→ **選段**

►

數據倉庫 用戶行為數倉 DWD數據明細層操作示例


DWD(Data Warehouse Detail):數據明細層,結構和粒度與原始表保持一致,對ODS層數據進行清洗(取出空值、臟數據、超過極限范圍的數據)。

DWD層的數據來源於ODS原始數據層,在原始數據層的Hive表里,只有一個字段,存儲了原始的一條條日志信息,下面以事件(如商品點擊事件,展示詳情事件)日志來說明,原始日志如下:

1593095829089|{
    "cm":{
        "ln":"-89.3",
        "sv":"V2.6.6",
        "os":"8.0.3",
        "g":"SU1Z29ZJ@gmail.com",
        "mid":"1",
        "nw":"3G",
        "l":"en",
        "vc":"3",
        "hw":"640*1136",
        "ar":"MX",
        "uid":"1",
        "t":"1593002588300",
        "la":"-16.2",
        "md":"sumsung-3",
        "vn":"1.2.2",
        "ba":"Sumsung",
        "sr":"D"
    },
    "ap":"app",
    "et":[
        {
            "ett":"1593077273840",
            "en":"display",
            "kv":{
                "goodsid":"0",
                "action":"2",
                "extend1":"2",
                "place":"1",
                "category":"93"
            }
        },
        {
            "ett":"1593052169678",
            "en":"loading",
            "kv":{
                "extend2":"",
                "loading_time":"54",
                "action":"1",
                "extend1":"",
                "type":"1",
                "type1":"102",
                "loading_way":"1"
            }
        },
        {
            "ett":"1593013890514",
            "en":"notification",
            "kv":{
                "ap_time":"1593003516686",
                "action":"4",
                "type":"2",
                "content":""
            }
        },
        {
            "ett":"1592999171192",
            "en":"error",
            "kv":{
                "errorDetail":"java.lang.NullPointerException\\n    at cn.lift.appIn.web.AbstractBaseController.validInbound(AbstractBaseController.java:72)\\n at cn.lift.dfdf.web.AbstractBaseController.validInbound",
                "errorBrief":"at cn.lift.appIn.control.CommandUtil.getInfo(CommandUtil.java:67)"
            }
        },
        {
            "ett":"1593002958311",
            "en":"comment",
            "kv":{
                "p_comment_id":1,
                "addtime":"1593079427374",
                "praise_count":188,
                "other_id":0,
                "comment_id":9,
                "reply_count":193,
                "userid":3,
                "content":"塗士震嫩廟胞洪郵騙具捶贛鍺塌舅捕瀝爺"

◄

→ **所給數據**
►

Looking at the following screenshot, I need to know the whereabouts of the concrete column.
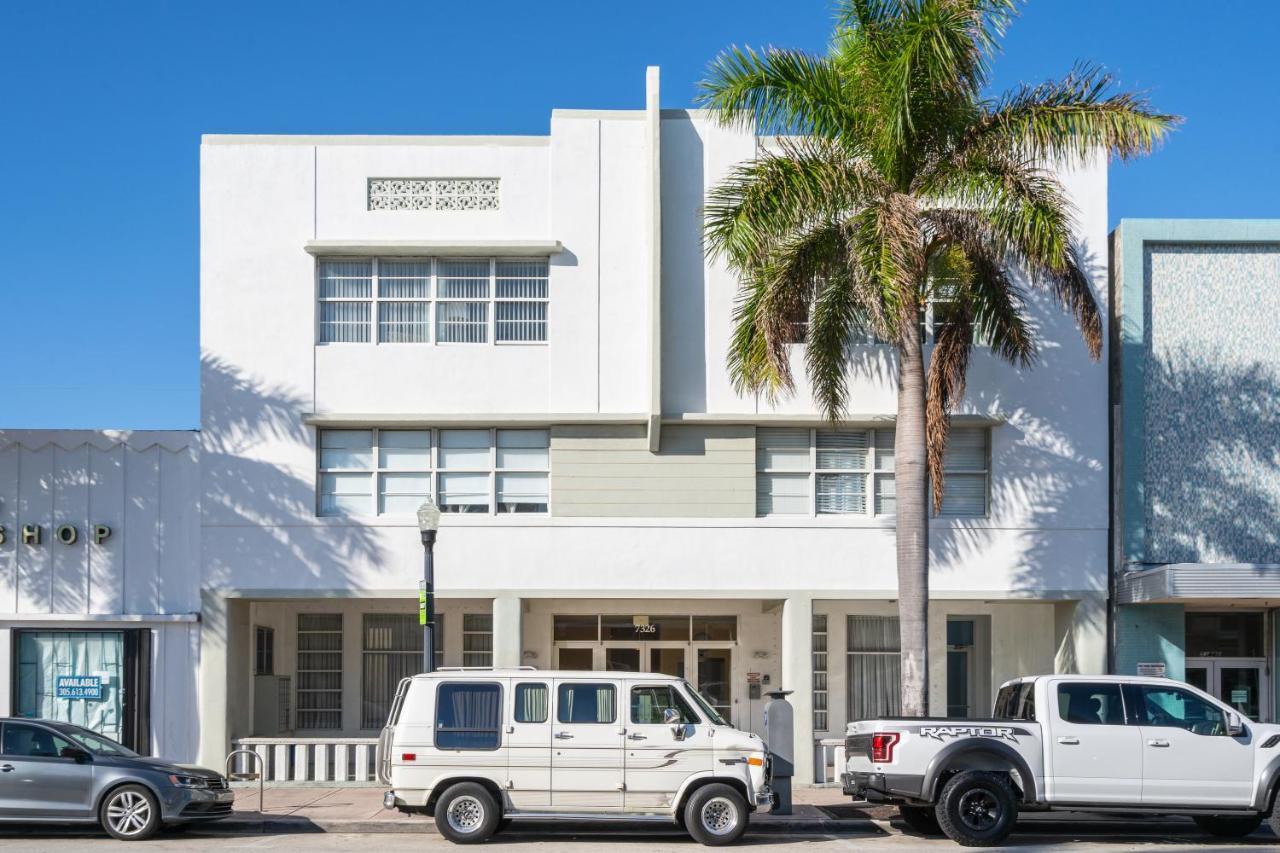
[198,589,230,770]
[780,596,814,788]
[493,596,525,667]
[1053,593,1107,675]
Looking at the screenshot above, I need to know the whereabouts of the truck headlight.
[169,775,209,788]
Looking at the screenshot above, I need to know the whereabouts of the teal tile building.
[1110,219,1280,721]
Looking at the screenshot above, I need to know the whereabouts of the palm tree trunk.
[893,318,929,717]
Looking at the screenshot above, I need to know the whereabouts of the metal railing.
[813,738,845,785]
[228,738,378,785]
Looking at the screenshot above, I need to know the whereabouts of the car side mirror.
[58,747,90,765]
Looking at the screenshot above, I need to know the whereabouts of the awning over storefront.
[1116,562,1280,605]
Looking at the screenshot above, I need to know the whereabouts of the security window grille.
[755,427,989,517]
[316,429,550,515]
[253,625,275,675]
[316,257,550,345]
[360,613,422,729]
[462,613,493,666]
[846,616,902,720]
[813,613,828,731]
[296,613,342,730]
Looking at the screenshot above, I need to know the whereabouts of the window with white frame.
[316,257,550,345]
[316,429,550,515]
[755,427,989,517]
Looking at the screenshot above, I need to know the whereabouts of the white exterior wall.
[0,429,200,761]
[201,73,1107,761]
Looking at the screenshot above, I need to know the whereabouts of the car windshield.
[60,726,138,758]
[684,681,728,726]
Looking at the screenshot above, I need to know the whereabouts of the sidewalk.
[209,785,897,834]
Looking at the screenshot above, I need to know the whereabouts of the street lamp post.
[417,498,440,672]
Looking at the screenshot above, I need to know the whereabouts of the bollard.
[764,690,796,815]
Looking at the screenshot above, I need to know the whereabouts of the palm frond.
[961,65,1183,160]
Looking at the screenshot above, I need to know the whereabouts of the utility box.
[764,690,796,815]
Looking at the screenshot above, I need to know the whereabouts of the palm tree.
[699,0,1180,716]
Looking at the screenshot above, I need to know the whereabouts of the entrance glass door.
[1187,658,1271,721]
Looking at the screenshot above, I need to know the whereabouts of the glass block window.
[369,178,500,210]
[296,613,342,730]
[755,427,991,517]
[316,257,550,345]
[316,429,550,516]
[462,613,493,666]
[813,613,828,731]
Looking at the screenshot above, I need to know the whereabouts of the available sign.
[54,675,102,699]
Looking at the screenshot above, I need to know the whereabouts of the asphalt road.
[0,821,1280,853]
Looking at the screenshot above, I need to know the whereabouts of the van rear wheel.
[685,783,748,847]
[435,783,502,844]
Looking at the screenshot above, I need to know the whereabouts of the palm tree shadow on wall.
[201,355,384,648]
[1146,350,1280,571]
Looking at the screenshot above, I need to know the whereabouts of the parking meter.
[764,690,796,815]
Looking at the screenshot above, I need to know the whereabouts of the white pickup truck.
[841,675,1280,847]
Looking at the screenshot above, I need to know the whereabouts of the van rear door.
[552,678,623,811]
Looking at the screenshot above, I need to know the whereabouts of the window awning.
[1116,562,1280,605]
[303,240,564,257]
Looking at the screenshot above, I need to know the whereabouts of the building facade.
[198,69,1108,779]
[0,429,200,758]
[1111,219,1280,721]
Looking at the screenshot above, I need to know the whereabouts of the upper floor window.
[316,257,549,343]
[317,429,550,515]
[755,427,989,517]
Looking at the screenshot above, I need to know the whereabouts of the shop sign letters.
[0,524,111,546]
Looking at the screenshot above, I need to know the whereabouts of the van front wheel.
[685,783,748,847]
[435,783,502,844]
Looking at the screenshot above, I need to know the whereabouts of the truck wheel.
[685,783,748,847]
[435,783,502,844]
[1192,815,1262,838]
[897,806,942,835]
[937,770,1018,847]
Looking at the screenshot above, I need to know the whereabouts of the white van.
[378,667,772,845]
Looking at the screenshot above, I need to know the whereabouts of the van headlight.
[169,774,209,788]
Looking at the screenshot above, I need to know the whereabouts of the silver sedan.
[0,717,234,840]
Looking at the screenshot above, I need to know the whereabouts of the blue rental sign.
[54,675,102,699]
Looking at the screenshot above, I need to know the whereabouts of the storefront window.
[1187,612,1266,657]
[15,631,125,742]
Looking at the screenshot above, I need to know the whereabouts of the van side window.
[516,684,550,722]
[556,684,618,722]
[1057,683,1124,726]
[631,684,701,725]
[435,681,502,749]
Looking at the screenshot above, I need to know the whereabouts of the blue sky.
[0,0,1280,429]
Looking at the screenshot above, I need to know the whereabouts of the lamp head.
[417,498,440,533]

◄

→ **書面任務 1**
根據選段,說明DWD層的數據從哪裡來,以及那個來源層的Hive表如何存放日志。
→ **書面任務 2**
從所給數據中摘出所有包含字串“white”的行,大小寫須一致。

→ **結果 1**
DWD層的數據來源於ODS原始數據層。在原始數據層的Hive表裡只有一個字段,存儲的是一條條原始日志信息。

→ **結果 2**
Looking at the screenshot above, I need to know the whereabouts of the window with white frame.
Looking at the screenshot above, I need to know the whereabouts of the white exterior wall.
Looking at the screenshot above, I need to know the whereabouts of the white pickup truck.
Looking at the screenshot above, I need to know the whereabouts of the white van.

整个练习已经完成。